=== Begin Enclosure ===

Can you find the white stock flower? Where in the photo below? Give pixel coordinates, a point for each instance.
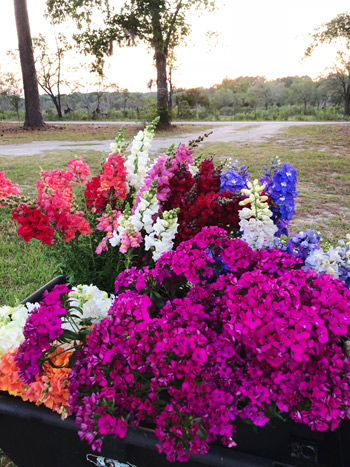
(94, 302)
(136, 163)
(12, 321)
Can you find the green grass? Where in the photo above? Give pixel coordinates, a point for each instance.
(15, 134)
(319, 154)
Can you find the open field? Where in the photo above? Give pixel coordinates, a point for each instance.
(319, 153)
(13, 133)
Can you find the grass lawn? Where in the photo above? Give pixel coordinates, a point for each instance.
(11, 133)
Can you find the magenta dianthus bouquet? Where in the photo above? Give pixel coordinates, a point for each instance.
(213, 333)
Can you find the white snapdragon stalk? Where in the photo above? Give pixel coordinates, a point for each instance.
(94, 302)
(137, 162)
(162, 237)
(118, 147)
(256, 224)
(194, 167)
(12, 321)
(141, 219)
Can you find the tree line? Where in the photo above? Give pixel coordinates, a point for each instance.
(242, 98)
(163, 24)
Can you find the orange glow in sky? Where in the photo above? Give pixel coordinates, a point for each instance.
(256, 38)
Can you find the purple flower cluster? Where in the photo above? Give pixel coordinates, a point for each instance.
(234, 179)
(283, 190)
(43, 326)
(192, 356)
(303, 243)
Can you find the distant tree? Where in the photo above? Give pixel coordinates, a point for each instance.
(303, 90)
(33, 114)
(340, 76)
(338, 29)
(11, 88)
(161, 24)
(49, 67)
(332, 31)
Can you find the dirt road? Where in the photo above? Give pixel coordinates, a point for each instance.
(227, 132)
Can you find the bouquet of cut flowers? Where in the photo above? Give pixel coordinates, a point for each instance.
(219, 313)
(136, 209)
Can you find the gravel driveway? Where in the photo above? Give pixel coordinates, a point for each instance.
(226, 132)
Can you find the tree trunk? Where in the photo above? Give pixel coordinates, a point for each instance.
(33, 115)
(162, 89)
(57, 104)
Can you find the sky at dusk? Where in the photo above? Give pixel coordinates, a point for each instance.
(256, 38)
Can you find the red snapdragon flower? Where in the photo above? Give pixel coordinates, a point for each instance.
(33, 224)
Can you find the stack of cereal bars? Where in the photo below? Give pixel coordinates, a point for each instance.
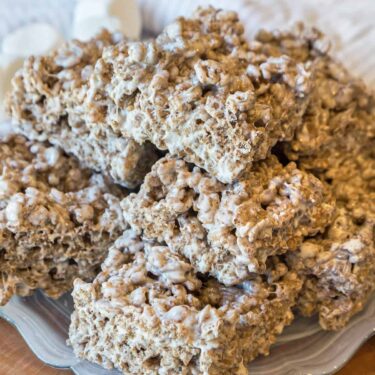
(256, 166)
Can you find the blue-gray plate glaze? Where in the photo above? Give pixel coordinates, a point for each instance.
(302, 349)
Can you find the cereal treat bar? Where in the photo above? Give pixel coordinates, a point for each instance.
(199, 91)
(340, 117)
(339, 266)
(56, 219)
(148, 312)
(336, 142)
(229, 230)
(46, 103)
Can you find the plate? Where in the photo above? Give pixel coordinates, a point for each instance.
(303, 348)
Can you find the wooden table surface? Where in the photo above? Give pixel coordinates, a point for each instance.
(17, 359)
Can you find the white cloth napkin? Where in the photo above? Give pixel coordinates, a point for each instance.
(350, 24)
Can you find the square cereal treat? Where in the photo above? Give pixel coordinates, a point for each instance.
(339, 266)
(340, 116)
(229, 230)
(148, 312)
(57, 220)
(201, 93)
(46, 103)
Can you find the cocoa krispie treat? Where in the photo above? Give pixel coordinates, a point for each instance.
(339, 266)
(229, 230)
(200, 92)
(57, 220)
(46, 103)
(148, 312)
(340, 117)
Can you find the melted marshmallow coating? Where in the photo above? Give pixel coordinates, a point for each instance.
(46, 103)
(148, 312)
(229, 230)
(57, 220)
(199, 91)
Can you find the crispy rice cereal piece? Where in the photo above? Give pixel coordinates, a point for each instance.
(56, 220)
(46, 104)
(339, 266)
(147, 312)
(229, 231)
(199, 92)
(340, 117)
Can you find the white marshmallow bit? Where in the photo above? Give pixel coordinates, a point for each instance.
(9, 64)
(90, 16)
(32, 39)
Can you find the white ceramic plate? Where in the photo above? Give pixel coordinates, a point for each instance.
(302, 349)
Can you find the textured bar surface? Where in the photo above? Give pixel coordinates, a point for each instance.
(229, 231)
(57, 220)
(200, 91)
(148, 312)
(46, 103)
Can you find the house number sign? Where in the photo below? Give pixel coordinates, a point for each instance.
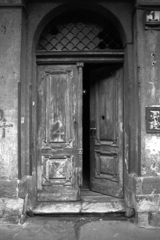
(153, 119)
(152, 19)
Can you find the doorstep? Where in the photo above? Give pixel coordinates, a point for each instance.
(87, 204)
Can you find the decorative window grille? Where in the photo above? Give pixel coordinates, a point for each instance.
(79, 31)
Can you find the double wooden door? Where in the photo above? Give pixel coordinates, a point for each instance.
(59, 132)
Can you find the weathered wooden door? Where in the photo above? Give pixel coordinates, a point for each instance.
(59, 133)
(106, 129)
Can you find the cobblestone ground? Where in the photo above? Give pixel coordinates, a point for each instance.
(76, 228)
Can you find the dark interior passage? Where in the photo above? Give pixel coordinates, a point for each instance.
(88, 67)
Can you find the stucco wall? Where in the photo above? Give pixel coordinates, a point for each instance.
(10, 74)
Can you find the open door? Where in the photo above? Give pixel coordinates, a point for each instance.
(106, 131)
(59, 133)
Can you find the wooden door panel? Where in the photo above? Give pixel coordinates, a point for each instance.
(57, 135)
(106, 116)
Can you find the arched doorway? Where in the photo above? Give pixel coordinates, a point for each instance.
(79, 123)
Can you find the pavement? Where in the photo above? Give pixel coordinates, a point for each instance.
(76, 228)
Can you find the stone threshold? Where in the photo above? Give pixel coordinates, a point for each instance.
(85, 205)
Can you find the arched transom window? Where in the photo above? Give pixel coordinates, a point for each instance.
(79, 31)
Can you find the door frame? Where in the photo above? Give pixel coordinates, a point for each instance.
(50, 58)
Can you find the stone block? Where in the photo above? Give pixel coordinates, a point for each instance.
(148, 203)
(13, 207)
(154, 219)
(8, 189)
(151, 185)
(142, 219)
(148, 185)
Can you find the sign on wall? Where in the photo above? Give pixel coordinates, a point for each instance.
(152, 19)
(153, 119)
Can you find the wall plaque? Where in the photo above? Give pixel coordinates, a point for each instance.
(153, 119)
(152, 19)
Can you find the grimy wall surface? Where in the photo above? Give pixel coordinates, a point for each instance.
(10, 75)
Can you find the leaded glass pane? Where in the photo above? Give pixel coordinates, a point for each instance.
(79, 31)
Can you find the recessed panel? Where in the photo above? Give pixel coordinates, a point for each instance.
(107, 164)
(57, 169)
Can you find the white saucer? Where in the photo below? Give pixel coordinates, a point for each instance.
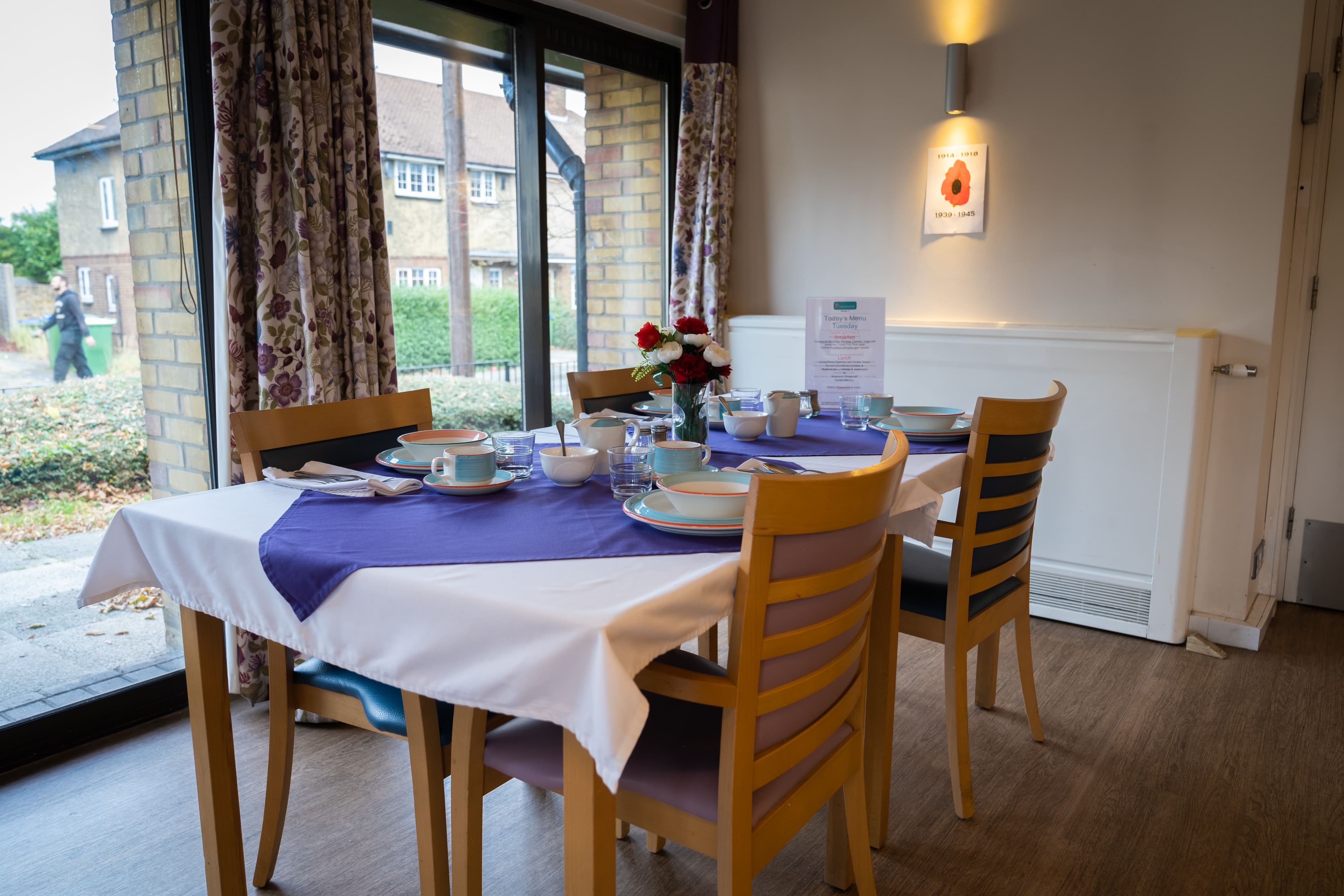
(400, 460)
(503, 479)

=== End Enclosure ===
=== Begin Enclosure ===

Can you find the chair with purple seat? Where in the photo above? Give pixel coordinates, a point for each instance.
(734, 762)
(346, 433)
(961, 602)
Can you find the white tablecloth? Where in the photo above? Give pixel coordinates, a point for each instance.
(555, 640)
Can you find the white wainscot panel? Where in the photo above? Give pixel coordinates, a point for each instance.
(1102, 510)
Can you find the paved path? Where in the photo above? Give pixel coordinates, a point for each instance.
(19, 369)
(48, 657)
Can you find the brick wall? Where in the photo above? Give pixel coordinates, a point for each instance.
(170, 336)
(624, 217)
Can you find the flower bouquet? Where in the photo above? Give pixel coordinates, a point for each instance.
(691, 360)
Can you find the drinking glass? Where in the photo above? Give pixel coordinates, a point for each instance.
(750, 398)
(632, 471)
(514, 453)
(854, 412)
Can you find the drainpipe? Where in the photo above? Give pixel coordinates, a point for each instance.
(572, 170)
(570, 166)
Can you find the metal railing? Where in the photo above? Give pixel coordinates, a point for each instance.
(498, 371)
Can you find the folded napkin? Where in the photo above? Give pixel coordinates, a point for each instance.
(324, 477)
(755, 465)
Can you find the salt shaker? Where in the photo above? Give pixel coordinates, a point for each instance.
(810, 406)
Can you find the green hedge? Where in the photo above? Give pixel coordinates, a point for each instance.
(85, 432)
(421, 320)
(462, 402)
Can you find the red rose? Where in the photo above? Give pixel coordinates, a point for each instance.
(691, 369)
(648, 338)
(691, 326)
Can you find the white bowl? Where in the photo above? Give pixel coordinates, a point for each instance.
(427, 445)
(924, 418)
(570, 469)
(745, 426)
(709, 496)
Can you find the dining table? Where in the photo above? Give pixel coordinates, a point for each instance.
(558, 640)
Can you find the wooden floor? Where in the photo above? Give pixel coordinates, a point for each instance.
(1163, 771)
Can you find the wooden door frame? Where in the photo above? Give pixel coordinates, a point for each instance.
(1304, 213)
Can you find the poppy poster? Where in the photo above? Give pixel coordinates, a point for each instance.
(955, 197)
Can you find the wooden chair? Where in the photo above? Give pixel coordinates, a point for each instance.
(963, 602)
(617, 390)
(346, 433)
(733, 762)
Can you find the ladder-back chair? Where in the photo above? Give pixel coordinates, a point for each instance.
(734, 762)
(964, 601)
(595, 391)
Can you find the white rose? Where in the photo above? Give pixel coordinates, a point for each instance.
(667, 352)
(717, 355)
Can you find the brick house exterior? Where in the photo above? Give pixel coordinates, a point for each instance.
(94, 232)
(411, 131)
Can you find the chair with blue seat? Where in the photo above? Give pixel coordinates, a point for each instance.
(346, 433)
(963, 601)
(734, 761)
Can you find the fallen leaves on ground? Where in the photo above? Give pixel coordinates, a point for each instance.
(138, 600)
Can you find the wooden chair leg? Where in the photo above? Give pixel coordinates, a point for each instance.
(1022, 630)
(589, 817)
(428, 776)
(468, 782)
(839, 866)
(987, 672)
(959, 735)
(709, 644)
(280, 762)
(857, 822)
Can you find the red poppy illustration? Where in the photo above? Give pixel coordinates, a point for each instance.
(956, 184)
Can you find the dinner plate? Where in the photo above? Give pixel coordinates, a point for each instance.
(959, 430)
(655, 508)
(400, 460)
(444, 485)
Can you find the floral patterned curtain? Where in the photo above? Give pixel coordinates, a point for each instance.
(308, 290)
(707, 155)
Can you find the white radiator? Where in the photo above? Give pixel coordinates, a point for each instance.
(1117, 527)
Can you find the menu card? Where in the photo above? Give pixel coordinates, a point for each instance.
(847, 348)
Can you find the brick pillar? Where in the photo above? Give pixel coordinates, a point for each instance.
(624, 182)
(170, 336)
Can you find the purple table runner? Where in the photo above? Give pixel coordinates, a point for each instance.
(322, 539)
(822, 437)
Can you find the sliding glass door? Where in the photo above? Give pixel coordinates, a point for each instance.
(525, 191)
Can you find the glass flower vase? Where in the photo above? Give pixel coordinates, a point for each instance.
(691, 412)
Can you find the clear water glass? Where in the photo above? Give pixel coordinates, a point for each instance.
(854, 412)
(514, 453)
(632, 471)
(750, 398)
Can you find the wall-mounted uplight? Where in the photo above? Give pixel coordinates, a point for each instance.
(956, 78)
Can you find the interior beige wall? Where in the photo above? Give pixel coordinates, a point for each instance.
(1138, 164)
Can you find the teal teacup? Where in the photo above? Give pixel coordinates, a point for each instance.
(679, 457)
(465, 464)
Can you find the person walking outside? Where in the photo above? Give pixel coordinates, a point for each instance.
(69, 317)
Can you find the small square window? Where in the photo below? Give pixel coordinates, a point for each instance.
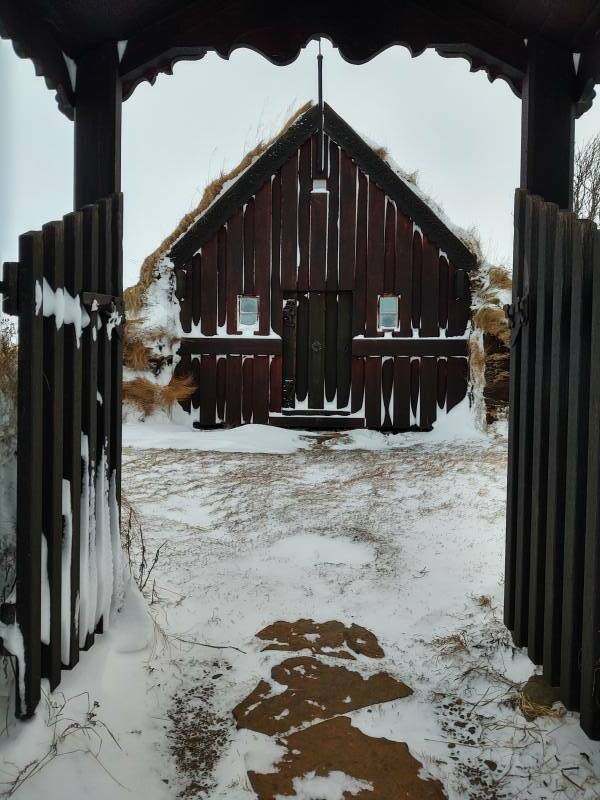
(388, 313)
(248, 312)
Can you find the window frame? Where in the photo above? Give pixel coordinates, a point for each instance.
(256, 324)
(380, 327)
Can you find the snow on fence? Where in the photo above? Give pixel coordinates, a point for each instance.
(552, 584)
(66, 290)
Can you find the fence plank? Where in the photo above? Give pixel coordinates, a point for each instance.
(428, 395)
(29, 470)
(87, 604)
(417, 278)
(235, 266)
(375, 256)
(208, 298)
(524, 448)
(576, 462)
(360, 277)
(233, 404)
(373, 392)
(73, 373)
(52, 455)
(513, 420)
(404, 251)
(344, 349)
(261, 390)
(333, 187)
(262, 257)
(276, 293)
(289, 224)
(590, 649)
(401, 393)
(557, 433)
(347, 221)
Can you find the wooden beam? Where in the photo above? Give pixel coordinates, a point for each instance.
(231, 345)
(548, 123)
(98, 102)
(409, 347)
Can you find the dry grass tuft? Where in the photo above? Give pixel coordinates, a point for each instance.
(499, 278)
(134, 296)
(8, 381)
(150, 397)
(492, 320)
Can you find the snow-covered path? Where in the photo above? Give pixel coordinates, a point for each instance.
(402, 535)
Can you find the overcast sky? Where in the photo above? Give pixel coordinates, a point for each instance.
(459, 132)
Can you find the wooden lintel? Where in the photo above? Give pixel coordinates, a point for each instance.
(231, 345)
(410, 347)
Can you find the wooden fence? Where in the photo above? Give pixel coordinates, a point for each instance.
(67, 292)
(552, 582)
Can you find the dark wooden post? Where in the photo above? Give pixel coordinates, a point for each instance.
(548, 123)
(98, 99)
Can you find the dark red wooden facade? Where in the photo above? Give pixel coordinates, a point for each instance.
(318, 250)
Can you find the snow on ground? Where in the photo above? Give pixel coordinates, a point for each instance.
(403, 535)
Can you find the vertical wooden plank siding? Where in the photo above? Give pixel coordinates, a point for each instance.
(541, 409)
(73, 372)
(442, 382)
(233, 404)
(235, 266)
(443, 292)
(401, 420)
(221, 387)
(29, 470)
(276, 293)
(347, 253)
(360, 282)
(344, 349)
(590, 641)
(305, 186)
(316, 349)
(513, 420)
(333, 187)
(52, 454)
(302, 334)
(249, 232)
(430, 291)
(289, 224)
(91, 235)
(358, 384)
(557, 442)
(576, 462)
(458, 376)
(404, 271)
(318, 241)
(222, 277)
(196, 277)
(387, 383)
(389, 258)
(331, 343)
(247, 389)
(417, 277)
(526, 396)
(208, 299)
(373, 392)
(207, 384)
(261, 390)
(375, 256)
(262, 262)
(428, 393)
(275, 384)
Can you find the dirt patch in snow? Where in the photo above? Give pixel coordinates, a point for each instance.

=== End Enclosure ===
=== Begin Enclosure ===

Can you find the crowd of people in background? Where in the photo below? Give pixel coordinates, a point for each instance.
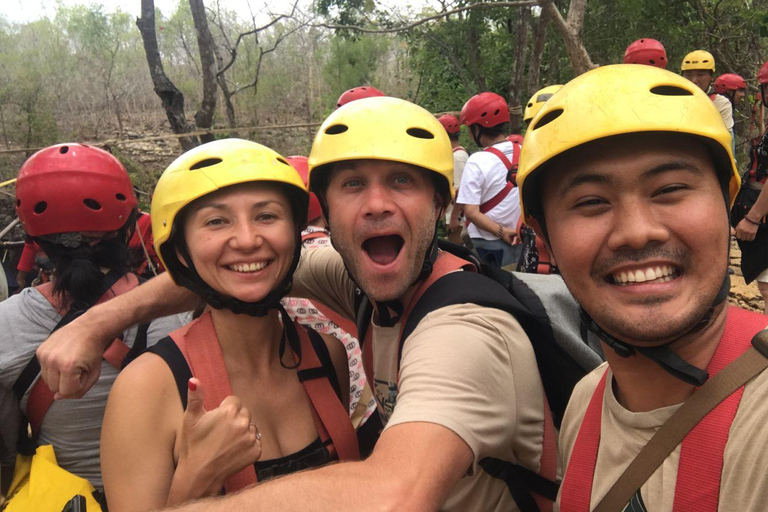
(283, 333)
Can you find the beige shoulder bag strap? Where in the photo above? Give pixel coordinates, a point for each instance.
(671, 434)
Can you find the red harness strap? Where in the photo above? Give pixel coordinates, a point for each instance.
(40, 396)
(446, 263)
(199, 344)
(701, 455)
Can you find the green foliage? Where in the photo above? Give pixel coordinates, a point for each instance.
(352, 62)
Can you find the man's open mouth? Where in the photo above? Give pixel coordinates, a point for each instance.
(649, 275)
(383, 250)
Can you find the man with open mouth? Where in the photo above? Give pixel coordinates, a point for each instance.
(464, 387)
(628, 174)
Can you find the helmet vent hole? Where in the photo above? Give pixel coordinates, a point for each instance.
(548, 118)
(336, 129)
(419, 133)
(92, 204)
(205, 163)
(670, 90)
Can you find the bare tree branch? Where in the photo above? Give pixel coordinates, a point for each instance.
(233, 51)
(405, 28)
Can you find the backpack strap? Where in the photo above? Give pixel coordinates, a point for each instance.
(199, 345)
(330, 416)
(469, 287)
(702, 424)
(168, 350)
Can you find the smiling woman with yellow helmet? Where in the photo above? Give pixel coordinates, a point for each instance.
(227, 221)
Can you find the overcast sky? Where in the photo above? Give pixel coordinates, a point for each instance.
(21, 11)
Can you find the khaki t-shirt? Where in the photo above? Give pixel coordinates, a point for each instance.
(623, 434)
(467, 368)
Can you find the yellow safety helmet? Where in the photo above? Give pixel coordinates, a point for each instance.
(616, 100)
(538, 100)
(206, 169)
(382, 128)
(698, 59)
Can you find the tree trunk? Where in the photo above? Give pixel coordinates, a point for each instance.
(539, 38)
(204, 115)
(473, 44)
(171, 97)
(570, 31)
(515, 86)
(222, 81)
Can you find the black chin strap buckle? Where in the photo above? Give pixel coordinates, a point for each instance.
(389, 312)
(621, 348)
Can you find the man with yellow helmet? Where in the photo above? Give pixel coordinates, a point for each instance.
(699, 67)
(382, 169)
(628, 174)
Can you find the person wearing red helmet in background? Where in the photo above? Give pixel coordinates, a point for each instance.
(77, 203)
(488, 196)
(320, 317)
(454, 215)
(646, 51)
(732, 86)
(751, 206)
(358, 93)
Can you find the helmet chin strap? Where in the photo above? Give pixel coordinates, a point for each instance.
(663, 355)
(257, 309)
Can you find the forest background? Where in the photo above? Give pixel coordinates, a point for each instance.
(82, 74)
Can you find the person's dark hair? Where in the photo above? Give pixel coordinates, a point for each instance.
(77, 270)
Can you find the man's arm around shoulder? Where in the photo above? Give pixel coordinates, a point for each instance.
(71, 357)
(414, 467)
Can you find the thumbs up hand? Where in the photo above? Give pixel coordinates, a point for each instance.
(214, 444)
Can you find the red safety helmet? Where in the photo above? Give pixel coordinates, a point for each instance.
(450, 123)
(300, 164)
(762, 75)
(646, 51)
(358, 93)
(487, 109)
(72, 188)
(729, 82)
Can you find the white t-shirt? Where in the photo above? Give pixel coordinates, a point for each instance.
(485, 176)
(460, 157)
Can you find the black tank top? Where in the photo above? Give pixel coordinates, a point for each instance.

=== End Enclosure ===

What you are asked to do: Once you find the line with "Can you find the thumbs" in the entries above, output it and each line after it up to and including the line with "Can you find the black tank", and nothing else.

Task answer:
Can you find the thumbs up hand? Where in the photo above? Give pixel coordinates, a point for each instance.
(214, 444)
Can you find the red safety helmet? Where in the photo above? Give pixel coordinates, a point for each instance.
(450, 123)
(300, 164)
(762, 75)
(646, 51)
(358, 93)
(487, 109)
(72, 188)
(729, 82)
Can you find the white t-shirt? Where in the photo above? Give pixel coordinates, a point for each instance.
(485, 176)
(460, 157)
Can you find the black tank top? Where in the photo above? Give pixel coordinates, a point for each instance.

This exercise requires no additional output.